▸ **Directive**
Please lay out every line of the listing below as a Markdown table with two columns, "n" for the row number and "Line" for the text, skipping any blank lines.

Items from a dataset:
## BEGIN
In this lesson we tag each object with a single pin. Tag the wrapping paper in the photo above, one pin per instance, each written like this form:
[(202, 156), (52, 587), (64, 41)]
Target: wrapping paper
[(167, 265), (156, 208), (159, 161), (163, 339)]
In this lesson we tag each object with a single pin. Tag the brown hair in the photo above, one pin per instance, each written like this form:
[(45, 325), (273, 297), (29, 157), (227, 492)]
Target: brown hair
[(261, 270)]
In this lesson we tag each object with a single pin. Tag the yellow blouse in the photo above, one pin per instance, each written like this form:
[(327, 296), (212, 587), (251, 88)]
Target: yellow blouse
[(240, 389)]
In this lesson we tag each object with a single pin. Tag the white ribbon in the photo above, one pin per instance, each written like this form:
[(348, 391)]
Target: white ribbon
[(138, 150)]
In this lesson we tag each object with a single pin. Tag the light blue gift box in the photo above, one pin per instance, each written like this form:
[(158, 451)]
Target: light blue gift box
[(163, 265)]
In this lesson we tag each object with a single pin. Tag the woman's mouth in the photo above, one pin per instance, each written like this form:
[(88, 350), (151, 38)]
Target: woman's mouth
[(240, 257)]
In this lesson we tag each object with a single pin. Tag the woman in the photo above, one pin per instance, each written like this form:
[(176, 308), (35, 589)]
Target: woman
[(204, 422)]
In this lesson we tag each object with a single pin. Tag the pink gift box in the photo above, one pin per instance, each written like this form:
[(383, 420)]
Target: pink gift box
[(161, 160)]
## END
▸ **Task output**
| n | Line |
|---|---|
| 1 | In this lesson we tag each object with a single pin. Tag the wrapping paper in the photo above, one pin per instance, each written like this form: |
| 2 | [(202, 156), (52, 587), (64, 41)] |
| 3 | Target: wrapping paper |
| 4 | [(167, 265), (156, 208), (159, 161), (163, 339)] |
| 5 | In this lesson we tag each object with a single pin. Tag the brown hair in the photo above, one pin per instance, each written like this form: |
| 6 | [(45, 325), (273, 297), (29, 157), (227, 492)] |
| 7 | Target: brown hair |
| 8 | [(261, 270)] |
| 9 | In this lesson we tag each object with a single pin. Tag the yellow blouse in the photo above, one pin per instance, each written like this form: |
| 10 | [(327, 296), (212, 587), (251, 88)] |
| 11 | Target: yellow blouse |
| 12 | [(240, 389)] |
| 13 | In this lesson we tag each object with a single pin. Tag the white ribbon in the photo above, one pin per instance, each written like this form: |
| 14 | [(348, 391)] |
| 15 | Target: white ribbon |
| 16 | [(138, 150)] |
| 17 | In this lesson we tag each object with a single pin. Tag the light blue gift box in the photo above, one pin per instance, each written like this form: |
| 18 | [(158, 451)] |
| 19 | Target: light blue gift box |
| 20 | [(163, 265)] |
| 21 | In this lesson we tag each object with a single pin. Tag the woman's mouth in the photo above, one pin per instance, each written like this form: |
| 22 | [(88, 350), (151, 38)] |
| 23 | Target: woman's mouth |
| 24 | [(240, 257)] |
| 25 | In this lesson we tag each object with a single pin. Tag the woman in the photo above, one pin per instance, each written like this form: |
| 26 | [(176, 308), (35, 589)] |
| 27 | Target: woman |
| 28 | [(204, 422)] |
| 29 | In this lesson we tag each object with a single pin. Tag the pink gift box in the photo above, one pin per instance, each written like this form: |
| 30 | [(383, 420)] |
| 31 | Target: pink gift box |
| 32 | [(161, 160)] |